Task prompt:
Copy out the listing below, substituting "Region Finder API" for each occurrence of "Object Detection API" and changing nothing else.

Region labeling records
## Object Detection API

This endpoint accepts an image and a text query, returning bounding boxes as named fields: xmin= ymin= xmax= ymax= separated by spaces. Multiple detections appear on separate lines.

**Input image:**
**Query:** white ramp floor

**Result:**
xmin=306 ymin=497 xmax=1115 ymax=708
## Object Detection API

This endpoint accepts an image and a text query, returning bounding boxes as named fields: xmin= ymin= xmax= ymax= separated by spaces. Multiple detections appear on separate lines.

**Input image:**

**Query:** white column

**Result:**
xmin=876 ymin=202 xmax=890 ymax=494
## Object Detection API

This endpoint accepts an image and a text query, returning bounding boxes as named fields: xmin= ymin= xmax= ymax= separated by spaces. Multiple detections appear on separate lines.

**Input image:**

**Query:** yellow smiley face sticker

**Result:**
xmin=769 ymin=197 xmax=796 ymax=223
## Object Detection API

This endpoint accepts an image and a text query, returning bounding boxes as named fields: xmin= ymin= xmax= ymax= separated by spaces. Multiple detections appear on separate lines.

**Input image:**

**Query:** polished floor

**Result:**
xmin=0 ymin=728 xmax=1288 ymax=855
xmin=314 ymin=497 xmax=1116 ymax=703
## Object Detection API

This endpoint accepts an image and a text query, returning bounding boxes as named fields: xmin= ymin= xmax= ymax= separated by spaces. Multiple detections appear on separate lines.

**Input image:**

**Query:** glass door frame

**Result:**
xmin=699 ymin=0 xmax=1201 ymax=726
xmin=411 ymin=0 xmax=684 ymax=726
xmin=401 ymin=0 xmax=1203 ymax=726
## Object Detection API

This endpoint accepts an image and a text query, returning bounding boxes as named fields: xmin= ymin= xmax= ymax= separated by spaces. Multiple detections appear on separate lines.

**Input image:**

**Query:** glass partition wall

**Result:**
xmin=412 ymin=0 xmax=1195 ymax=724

Task result:
## Region Finder API

This endpoint accepts an image and a text query, returning bounding boxes as named fields: xmin= ymin= xmax= ymax= separated by spaces. Multiple detections appear on separate lines.

**Input image:**
**Query:** white ramp floor

**Result:**
xmin=306 ymin=497 xmax=1115 ymax=708
## Region Finder API

This endpoint accepts an image and a text query, returning bounding boxes as named fields: xmin= ymin= xmax= ymax= separated by spaces. Multiple detections appear on separate lines.

**Input image:**

**Query:** white column

**Result:**
xmin=876 ymin=202 xmax=890 ymax=494
## Region Finder API

This endpoint accepts an image and a text query, returning bounding boxes as named fields: xmin= ymin= xmax= ymax= separated by spaces. Multiple detections appear on separate lines.

**Input image:**

**Query:** yellow smiley face sticker

**Result:**
xmin=769 ymin=197 xmax=796 ymax=223
## Region Finder API

This endpoint accepts an image and a text query, returning bounding boxes as named fields: xmin= ymin= xmax= ymax= separated by spaces. Multiple detections appear on separate lines.

**Input image:**

**Query:** polished floor

**Result:**
xmin=0 ymin=728 xmax=1288 ymax=855
xmin=314 ymin=497 xmax=1116 ymax=703
## Region Finder API

This endpoint accepts an image and a text query, returning bounding boxes as named fields: xmin= ymin= xmax= ymax= separated by spaces. Multiple detections appear on separate lines.

**Input image:**

**Query:** glass door frame

**Result:**
xmin=699 ymin=0 xmax=1201 ymax=726
xmin=411 ymin=0 xmax=684 ymax=726
xmin=401 ymin=0 xmax=1203 ymax=726
## Region Finder API

This endpoint accepts an image and a text query, returning bounding boxes as named fields: xmin= ymin= xmax= ymax= separated by spaces. Multiple detections appear on separate lines.

**Input image:**

**Query:** glass partition wall

**Result:**
xmin=412 ymin=0 xmax=1195 ymax=724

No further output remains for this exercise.